**What you should do:** Below is a block of records: output all of them exactly and leave out the pictures.

**Records from a point labeling set:**

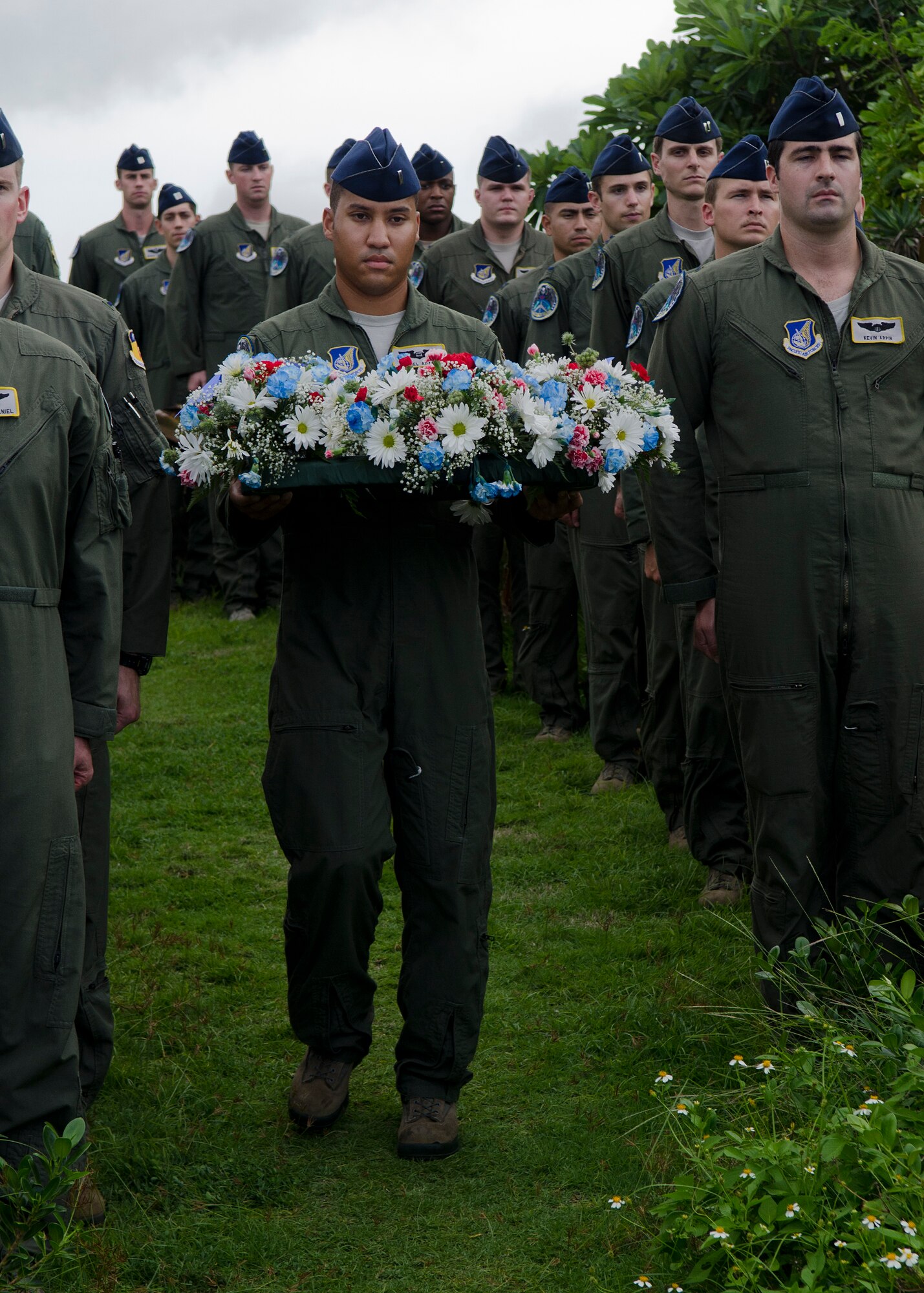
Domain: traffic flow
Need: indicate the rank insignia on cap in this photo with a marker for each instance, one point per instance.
(545, 303)
(636, 326)
(10, 403)
(135, 352)
(599, 268)
(346, 361)
(676, 293)
(877, 330)
(801, 339)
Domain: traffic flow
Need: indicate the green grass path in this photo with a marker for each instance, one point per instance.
(599, 957)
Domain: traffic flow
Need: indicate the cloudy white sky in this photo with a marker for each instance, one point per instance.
(186, 77)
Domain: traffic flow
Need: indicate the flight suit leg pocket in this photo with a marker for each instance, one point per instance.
(315, 783)
(470, 809)
(60, 937)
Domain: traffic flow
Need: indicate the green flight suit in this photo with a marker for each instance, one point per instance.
(218, 293)
(100, 337)
(819, 458)
(34, 246)
(64, 508)
(380, 712)
(713, 796)
(105, 257)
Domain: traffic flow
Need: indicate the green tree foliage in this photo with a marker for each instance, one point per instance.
(742, 58)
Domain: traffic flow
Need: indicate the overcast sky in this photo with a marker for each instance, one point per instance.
(184, 78)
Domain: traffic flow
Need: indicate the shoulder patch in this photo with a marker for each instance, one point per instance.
(636, 326)
(545, 303)
(676, 293)
(599, 268)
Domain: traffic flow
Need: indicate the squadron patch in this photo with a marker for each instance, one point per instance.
(801, 339)
(135, 352)
(545, 303)
(599, 268)
(636, 326)
(877, 330)
(676, 293)
(10, 403)
(346, 361)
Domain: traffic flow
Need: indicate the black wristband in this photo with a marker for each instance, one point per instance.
(140, 664)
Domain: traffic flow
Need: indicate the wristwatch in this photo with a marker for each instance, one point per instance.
(131, 660)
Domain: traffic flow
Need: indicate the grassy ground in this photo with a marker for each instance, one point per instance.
(601, 959)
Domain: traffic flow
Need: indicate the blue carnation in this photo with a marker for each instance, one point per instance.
(284, 382)
(615, 460)
(555, 395)
(457, 379)
(360, 418)
(431, 457)
(189, 417)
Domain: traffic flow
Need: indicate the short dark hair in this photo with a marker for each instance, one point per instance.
(775, 151)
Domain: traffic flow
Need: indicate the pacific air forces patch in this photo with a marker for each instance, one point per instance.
(346, 361)
(800, 338)
(676, 293)
(545, 303)
(599, 268)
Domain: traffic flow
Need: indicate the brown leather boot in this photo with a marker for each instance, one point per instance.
(430, 1128)
(320, 1092)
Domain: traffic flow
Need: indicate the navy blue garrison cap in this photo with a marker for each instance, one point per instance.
(173, 196)
(10, 145)
(571, 186)
(813, 112)
(687, 122)
(502, 162)
(620, 157)
(135, 160)
(378, 169)
(339, 155)
(747, 161)
(430, 165)
(248, 149)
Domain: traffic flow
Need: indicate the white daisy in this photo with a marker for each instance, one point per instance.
(385, 445)
(305, 427)
(460, 429)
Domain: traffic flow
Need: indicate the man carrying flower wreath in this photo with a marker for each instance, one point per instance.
(380, 708)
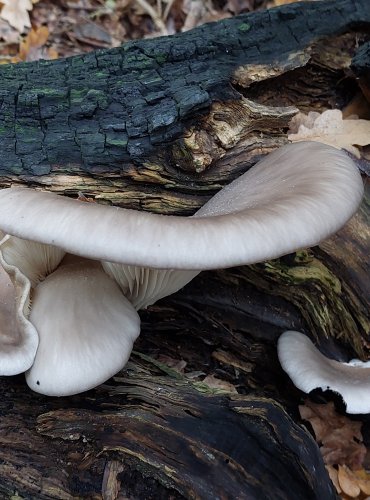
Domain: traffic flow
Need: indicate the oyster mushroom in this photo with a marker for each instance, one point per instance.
(309, 369)
(105, 262)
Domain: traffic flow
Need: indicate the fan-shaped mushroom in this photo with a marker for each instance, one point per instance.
(293, 198)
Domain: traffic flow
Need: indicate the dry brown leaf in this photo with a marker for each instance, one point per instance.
(32, 47)
(348, 482)
(16, 13)
(333, 474)
(363, 481)
(340, 438)
(330, 128)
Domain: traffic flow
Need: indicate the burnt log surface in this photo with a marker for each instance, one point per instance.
(160, 125)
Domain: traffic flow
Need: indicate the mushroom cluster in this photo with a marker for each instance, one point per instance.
(80, 271)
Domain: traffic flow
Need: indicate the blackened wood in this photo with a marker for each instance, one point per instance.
(152, 432)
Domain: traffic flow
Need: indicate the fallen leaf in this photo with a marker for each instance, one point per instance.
(330, 128)
(333, 474)
(339, 438)
(32, 47)
(16, 13)
(348, 482)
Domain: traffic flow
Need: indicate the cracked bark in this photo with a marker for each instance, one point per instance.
(161, 125)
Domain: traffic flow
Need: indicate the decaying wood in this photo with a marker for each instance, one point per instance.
(161, 125)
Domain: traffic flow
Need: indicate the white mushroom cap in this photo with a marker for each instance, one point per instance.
(86, 327)
(18, 337)
(309, 369)
(295, 197)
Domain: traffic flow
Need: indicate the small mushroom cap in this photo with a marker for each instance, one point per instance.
(86, 328)
(18, 338)
(294, 198)
(309, 369)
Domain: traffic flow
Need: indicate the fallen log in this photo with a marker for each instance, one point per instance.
(161, 125)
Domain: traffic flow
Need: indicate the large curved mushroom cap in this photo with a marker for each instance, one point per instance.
(293, 198)
(309, 369)
(86, 327)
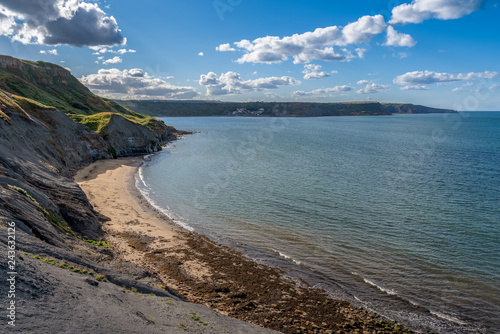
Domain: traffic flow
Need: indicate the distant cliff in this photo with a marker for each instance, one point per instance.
(290, 109)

**Result of the task:**
Domain: traffic flow
Need: indicate the rank insignia on cap in this photo with a marker for each instance, one point per instance.
(545, 303)
(636, 326)
(10, 403)
(135, 352)
(599, 268)
(346, 361)
(676, 293)
(877, 330)
(801, 339)
Domain: traffic flow
Need: indicate the green grass path in this photo with a marker for each instance, one point per instance.
(599, 957)
Domain: traffic flow
Need: indicate the cloudy white sky in this photo with a marker for each instance, one point per instance.
(186, 77)
Domain: traffic flow
Need: indicate the flight suit leg pocket in this photo with a marker for each instance, one point per instance.
(315, 783)
(470, 809)
(60, 937)
Domain: traffic flow
Need: indicate the green flight suit in this photo with a marker for each instance, one point per instance.
(218, 293)
(100, 337)
(819, 458)
(34, 246)
(64, 508)
(380, 712)
(713, 796)
(105, 257)
Domain: traffic flow
Need: indicate the green tree foliage in this photo with a marker for each instance, one point per instance.
(742, 58)
Domain: traffic flow
Need: indicate the overcast sky in this photo with a marker for each instance, one point per instance.
(184, 78)
Domain: traffic flow
Need: indicate the shoulder patch in this photo with a marker for each instance, one point per instance.
(636, 326)
(545, 303)
(676, 293)
(599, 268)
Domain: traffic flow
Need: indicate the squadron patch in this photo with a marker for each instance, one point per instance.
(801, 339)
(135, 352)
(545, 303)
(599, 268)
(636, 326)
(877, 330)
(676, 293)
(10, 403)
(346, 361)
Domain: traffic flow
Need: indicate the black wristband in this photo with a marker for each instance, one point per instance.
(140, 664)
Domain: traffic flow
Need: indicate the wristwatch in this photo with a marker for each instance, one point per instance.
(131, 660)
Domain: traffic flow
Need: indicate the grassy ground in this photo with a marker for each instance, one point per instance.
(601, 959)
Domain: traffic flow
Need: indicate the blue carnation in this photo with a marker for each instance, one point per instance.
(284, 382)
(615, 460)
(555, 395)
(457, 379)
(360, 418)
(431, 457)
(189, 417)
Domain: traffic flow
Need: indicate the short dark hair in this photo with a marker for each instance, one point per instance.
(775, 151)
Domain: traffic flow
Need: indicate the pacific air forces patch in this photo with a marker for each instance, one point per instance.
(346, 361)
(800, 338)
(676, 293)
(545, 303)
(599, 268)
Domain: traffic flow
Need: indicate the brown leather boot in this photo with a marker for each instance, one point per instance.
(430, 1128)
(320, 1092)
Domain: traffic flow
Need: indicate the navy blue garrison cap in this photo with a marker for each instance, one point per instance.
(173, 196)
(10, 145)
(571, 186)
(813, 112)
(687, 122)
(502, 162)
(620, 157)
(135, 160)
(378, 169)
(339, 155)
(747, 161)
(430, 165)
(248, 149)
Domain: traffic flow
Need: indicate the white daisy in this photo with a marker for each instance, one point per instance.
(385, 445)
(305, 427)
(460, 429)
Domain: traffic flow
Need: indicate the man carrying flower wreath in this photo with a marker for each instance, one point per instance.
(380, 708)
Domain: traffic flow
Need: indicate the oyster mushroom in this photo with a marker for each instance, one point per instance.
(309, 369)
(105, 262)
Domain: traffic flow
Need: indicate the fan-shaped mushroom in this photo with a marker for each instance, one point per instance.
(293, 198)
Domain: traffic flow
Need: indicate the dry brown leaf in this photo with a marker for each instance, one point per instance.
(32, 47)
(348, 482)
(16, 13)
(333, 474)
(363, 481)
(340, 438)
(330, 128)
Domain: traffic flow
Need: indicate the burnt log surface in this photo with a marker for each instance, one point per instance.
(160, 125)
Domain: traffic flow
Need: indicate the mushroom cluster in this photo with a marker for each instance, one point per instance.
(80, 271)
Domain: traffic flow
Need: indicate the blackened wood in this photo with a marker for each instance, one point per instance.
(152, 432)
Domain: traffic flow
Need: indicate the fallen leaf in this photo with a marker for each instance, one point per instance.
(330, 128)
(333, 474)
(339, 438)
(32, 47)
(16, 13)
(348, 482)
Domain: traffic flow
Need: indicate the cracked bark in this photo with a marker for each instance, one point per instance.
(161, 125)
Domain: traffic flow
Need: indicate the decaying wood in this photo with a marker for each instance, one point per instance.
(161, 125)
Domain: traffic flow
Need: indicate the white mushroom cap in this photo with a marker for each instance, one point per instance.
(86, 327)
(18, 337)
(309, 369)
(295, 197)
Domain: traffic flow
Need: indicate the small mushroom cap in this photo with a marker for each instance, one point per instance.
(86, 328)
(18, 338)
(294, 198)
(309, 369)
Domain: traffic flow
Need: indicate the fallen log in this photo with a marker for each instance, one point per instance.
(161, 125)
Domain: traffic flow
Need: indicate the large curved mushroom cap in this photo with a marker for each instance, one point per instance.
(293, 198)
(309, 369)
(86, 327)
Domain: traffic flow
Need: indicate the distant cliff in this photo with a marker for each instance, one point per instance.
(290, 109)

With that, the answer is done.